START EXTRACTED DATA

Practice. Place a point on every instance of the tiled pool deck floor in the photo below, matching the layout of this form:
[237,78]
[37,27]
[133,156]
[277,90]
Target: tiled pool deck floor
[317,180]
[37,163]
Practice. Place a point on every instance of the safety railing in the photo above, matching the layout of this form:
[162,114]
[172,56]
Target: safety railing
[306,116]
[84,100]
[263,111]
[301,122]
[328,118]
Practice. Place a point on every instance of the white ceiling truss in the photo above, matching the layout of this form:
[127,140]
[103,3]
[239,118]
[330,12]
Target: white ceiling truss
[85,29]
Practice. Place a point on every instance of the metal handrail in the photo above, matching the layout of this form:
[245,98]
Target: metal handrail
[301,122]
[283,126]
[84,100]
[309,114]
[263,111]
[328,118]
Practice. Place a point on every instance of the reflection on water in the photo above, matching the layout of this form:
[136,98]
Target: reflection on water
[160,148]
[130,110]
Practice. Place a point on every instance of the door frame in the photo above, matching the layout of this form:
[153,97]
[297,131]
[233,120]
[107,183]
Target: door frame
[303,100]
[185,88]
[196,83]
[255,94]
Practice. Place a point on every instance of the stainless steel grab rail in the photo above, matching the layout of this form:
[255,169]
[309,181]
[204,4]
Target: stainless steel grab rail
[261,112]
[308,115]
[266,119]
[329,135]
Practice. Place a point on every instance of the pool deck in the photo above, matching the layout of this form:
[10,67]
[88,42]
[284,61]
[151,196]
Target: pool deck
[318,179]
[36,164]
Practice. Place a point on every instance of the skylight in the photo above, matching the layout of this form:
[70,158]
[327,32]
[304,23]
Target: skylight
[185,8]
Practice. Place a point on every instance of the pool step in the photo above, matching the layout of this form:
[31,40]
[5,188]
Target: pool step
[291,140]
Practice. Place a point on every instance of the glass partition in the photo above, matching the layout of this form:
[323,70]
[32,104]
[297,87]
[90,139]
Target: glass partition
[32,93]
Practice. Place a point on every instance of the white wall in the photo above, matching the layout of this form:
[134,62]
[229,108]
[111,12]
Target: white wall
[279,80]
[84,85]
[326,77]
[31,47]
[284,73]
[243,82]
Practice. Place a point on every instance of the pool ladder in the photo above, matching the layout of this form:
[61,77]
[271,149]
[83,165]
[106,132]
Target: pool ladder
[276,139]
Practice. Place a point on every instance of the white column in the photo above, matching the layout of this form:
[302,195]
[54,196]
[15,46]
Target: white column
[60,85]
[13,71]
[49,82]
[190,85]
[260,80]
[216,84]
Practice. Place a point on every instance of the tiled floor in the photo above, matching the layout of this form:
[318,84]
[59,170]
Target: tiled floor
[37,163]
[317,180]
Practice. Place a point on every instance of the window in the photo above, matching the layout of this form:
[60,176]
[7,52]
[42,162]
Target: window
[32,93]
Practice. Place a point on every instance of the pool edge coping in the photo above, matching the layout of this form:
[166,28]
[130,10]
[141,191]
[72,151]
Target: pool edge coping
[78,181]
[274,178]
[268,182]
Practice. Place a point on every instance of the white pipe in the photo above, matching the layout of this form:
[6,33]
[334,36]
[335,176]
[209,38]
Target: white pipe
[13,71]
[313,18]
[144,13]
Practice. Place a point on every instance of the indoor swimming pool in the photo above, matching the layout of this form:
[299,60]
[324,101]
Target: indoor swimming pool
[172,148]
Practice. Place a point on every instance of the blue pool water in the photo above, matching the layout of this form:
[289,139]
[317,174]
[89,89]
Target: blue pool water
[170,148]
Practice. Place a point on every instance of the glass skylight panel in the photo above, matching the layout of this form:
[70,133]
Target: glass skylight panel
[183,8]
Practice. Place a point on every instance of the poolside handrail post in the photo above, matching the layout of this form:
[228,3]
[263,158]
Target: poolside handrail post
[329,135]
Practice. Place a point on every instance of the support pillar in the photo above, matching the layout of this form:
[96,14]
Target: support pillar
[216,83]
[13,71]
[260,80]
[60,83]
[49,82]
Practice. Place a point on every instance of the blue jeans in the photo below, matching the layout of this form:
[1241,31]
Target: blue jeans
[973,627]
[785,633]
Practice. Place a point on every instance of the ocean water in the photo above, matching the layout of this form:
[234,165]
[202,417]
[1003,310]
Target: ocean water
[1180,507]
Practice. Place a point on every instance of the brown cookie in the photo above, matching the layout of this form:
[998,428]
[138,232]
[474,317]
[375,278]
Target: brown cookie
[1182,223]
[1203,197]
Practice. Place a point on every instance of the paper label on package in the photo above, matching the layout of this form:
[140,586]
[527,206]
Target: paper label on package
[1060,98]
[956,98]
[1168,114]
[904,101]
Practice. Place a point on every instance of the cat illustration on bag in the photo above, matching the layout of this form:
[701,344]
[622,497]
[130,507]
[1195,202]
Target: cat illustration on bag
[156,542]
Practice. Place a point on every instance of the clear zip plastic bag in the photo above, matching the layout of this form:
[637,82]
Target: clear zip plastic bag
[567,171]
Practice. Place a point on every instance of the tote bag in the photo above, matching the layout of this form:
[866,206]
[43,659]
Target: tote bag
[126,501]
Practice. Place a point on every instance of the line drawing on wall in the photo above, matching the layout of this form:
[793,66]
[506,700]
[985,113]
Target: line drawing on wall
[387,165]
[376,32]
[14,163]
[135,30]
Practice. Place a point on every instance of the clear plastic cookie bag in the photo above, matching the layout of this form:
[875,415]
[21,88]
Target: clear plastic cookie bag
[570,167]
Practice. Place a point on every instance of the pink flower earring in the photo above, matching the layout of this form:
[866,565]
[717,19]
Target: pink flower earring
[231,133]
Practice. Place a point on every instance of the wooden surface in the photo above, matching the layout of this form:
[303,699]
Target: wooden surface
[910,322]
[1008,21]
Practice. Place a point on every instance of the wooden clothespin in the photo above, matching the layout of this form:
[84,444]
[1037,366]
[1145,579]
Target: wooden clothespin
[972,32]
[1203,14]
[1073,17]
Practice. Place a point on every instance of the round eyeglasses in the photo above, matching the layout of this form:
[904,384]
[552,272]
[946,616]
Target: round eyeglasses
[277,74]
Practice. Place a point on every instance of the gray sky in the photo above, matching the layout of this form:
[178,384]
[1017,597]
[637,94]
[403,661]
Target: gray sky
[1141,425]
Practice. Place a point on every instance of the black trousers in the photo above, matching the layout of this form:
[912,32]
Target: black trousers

END EXTRACTED DATA

DIRECTIONS FOR THIS TASK: Repeat every line of the material exactly as given.

RESULT OF THE TASK:
Practice. Place a point on every instance of the tiled pool deck floor in the photo below, matching the layout of this form:
[237,78]
[37,27]
[133,156]
[277,90]
Target: tiled pool deck floor
[317,180]
[37,163]
Practice. Place a point on every instance of the safety railing in the photo above, matching the layout of this form:
[162,114]
[172,56]
Target: safety railing
[306,116]
[84,100]
[263,111]
[301,122]
[328,118]
Practice. Place a point on every instance of the white ceiling truss in the photo above, matching the layout of this form:
[127,140]
[103,3]
[239,118]
[330,12]
Target: white ceiling truss
[85,29]
Practice. Place a point on every instance of the metal handrail in the photo above, matching the layout of this form:
[245,98]
Target: metal handrail
[301,122]
[283,126]
[84,100]
[309,114]
[263,111]
[328,118]
Practice. Place a point on every instance of the reflection on water in the photo above, matching the layout of this form:
[136,98]
Target: reflection on water
[160,148]
[130,110]
Practice. Place a point on every instance of the door frame in the photo above, matching the layout of this form:
[153,97]
[297,131]
[233,120]
[107,183]
Target: door frame
[303,100]
[185,88]
[196,83]
[255,94]
Practice. Place a point on every instance of the stainless steel grab rail in the photo above, matching the layout of this form:
[255,169]
[309,181]
[204,4]
Target: stainless steel grab rail
[261,112]
[308,115]
[266,119]
[329,135]
Practice. Place a point on every instance of the pool deck in the photo above, matching the layout of this form:
[10,67]
[88,42]
[284,61]
[151,196]
Target: pool deck
[318,179]
[36,164]
Practice. Place a point on every instance of the skylight in the photo above, matching the layout of this form:
[70,158]
[327,32]
[304,23]
Target: skylight
[185,8]
Practice. Place a point on every instance of the pool step in the photo above, matching the layout of this form:
[31,40]
[5,188]
Target: pool step
[291,140]
Practice. Place a point on every instance of the glass partition in the photo above, matching the layout of this form:
[323,70]
[32,104]
[297,87]
[90,139]
Target: glass partition
[32,93]
Practice. Place a point on every instance of the white wall in the photo above, matching the layout of this form:
[134,62]
[229,108]
[111,12]
Target: white wall
[279,80]
[84,85]
[326,77]
[31,47]
[284,73]
[243,82]
Practice. Place a point on every instance of the pool ladder in the photo above, matching the layout of this form:
[61,77]
[271,149]
[83,165]
[106,132]
Target: pool ladder
[276,139]
Practice. Place a point on every instance of the white column in the photo above, matching the layout of this form:
[302,195]
[54,196]
[15,46]
Target: white column
[60,85]
[13,71]
[49,82]
[190,85]
[260,80]
[216,84]
Practice. Place a point on every instance of the tiled floor in the photo above, matching the layout of this form:
[318,84]
[59,170]
Target: tiled floor
[37,163]
[317,180]
Practice. Place a point on every instance of the window in the photo above, matching the layout of this form:
[60,176]
[7,52]
[42,162]
Target: window
[32,93]
Practice. Place a point on every instance of the pool edge coping in the photo above, matching the layout of this form:
[166,28]
[130,10]
[141,191]
[72,151]
Target: pool edge coping
[78,181]
[274,178]
[268,182]
Practice. Place a point on every instance of the white pipe in the photo above, matching the layout of this form:
[6,33]
[334,36]
[335,176]
[209,38]
Target: white pipe
[13,71]
[313,18]
[144,13]
Practice. Place a point on every instance of the indoor swimming pool in the photo above, matching the layout of this form:
[299,60]
[324,101]
Target: indoor swimming pool
[172,148]
Practice. Place a point on every instance of the blue pool water in the photo above, matching the layout of this form:
[289,139]
[317,174]
[89,89]
Target: blue pool water
[170,148]
Practice. Place a point on every instance of the glass skylight panel in the photo above, matching the layout of this form:
[70,133]
Target: glass skylight panel
[183,8]
Practice. Place a point on every instance of the poolside handrail post in the photo above, matching the layout of this form:
[228,3]
[263,158]
Target: poolside handrail post
[329,135]
Practice. Place a point on every instance of the support pillar in the photo above, matching the layout of this form:
[96,14]
Target: support pillar
[216,83]
[13,71]
[260,80]
[60,83]
[49,82]
Practice. Place a point on every instance of the blue jeans in the photo below, matching the layout of this form:
[1241,31]
Target: blue jeans
[973,627]
[785,633]
Practice. Place a point on every instance of the ocean water in the photo above, matching the layout of this form:
[234,165]
[202,417]
[1003,310]
Target: ocean water
[1180,507]
Practice. Place a point on every instance of the brown cookie in the photo above, matching the layout of this form:
[998,428]
[138,232]
[474,317]
[375,278]
Target: brown cookie
[1182,223]
[1203,197]
Practice. Place a point on every instance of the paper label on package in the photo above, matching the layout of this form:
[140,586]
[527,206]
Target: paper label on package
[1060,98]
[956,98]
[1168,114]
[904,101]
Practice. Place a point on every instance of the cat illustration on bag in the photo above, matching the layout of this form:
[701,344]
[622,497]
[130,507]
[1195,202]
Target: cat illustration on bag
[156,542]
Practice. Place a point on every instance of the clear zip plastic bag in the photo above, matching the layout of this form:
[637,82]
Target: clear zip plastic bag
[567,171]
Practice. Place a point on every instance of the tote bag in the photo above, matching the layout of this form:
[866,206]
[43,659]
Target: tote bag
[126,501]
Practice. Place a point on every instance of the line drawing on wall in the photo above, matching the layout of this form:
[793,66]
[506,700]
[985,113]
Target: line drawing on wall
[387,165]
[376,32]
[14,163]
[135,30]
Practice. Place a point on every instance of the clear plastic cookie bag in the photo above, matching the layout of this form:
[875,415]
[21,88]
Target: clear plastic cookie bag
[570,167]
Practice. Place a point on every instance of the pink flower earring in the photo above, matching the layout of this form:
[866,565]
[717,19]
Target: pink flower earring
[231,133]
Practice. Place a point on every instance of the wooden surface in the photo above, matching the layout of this form:
[303,699]
Target: wooden surface
[910,322]
[1008,21]
Practice. Place a point on every instance of the wooden clothespin in the photo above, matching the layout of this form:
[84,444]
[1037,366]
[1145,579]
Target: wooden clothespin
[972,32]
[1203,14]
[1073,17]
Practice. Place a point on every instance of the round eyeglasses in the photo above, matching the layout of this form:
[904,384]
[552,272]
[946,616]
Target: round eyeglasses
[277,74]
Practice. Place a point on every instance of the gray sky in the photo above, matching the layout of this form:
[178,384]
[1017,597]
[637,94]
[403,661]
Target: gray sky
[1141,425]
Practice. Place a point on every instance of the black trousers in the photo above, matching the layout of this form:
[912,32]
Target: black trousers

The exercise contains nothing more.